Work instruction:
Say how many lines in this listing include the word "below", with no other words in the reply.

·····

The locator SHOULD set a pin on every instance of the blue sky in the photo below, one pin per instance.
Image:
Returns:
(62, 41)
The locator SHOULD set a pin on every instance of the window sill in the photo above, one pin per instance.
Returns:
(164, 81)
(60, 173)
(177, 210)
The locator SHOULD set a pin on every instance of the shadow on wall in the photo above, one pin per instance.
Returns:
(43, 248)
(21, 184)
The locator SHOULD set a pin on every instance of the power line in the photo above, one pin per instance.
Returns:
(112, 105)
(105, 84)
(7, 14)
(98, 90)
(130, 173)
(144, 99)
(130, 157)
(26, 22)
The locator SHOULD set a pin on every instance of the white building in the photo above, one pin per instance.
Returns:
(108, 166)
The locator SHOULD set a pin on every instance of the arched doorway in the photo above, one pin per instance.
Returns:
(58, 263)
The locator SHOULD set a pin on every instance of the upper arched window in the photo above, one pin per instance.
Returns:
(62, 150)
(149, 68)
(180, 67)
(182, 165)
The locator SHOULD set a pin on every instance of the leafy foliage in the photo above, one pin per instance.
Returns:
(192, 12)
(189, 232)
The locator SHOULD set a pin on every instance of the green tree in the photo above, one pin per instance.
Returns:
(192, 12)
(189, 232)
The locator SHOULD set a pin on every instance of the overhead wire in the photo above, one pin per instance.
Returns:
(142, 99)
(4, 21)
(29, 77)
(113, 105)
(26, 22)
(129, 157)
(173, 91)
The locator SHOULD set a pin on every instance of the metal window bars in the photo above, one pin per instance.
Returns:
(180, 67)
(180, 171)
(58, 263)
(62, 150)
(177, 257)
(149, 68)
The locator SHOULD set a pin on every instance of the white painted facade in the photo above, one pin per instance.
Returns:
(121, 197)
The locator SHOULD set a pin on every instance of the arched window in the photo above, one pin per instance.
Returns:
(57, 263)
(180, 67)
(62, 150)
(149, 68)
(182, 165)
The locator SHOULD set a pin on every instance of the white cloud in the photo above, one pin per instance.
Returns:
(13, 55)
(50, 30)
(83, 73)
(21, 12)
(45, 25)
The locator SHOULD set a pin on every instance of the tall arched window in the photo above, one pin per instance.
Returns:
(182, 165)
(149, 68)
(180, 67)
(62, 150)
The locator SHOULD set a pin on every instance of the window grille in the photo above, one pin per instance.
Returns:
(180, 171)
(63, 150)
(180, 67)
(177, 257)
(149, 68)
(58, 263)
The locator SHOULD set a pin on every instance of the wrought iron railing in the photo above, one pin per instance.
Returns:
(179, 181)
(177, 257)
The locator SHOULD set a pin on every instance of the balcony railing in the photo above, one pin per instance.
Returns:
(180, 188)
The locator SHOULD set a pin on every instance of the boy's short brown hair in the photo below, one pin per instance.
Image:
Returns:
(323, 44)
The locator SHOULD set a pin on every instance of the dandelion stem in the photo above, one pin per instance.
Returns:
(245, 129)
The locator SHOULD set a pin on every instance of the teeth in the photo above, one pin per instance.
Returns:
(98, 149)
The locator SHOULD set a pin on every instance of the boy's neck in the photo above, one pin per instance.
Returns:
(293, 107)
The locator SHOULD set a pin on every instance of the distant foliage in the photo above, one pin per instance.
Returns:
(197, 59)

·····

Response to this exercise:
2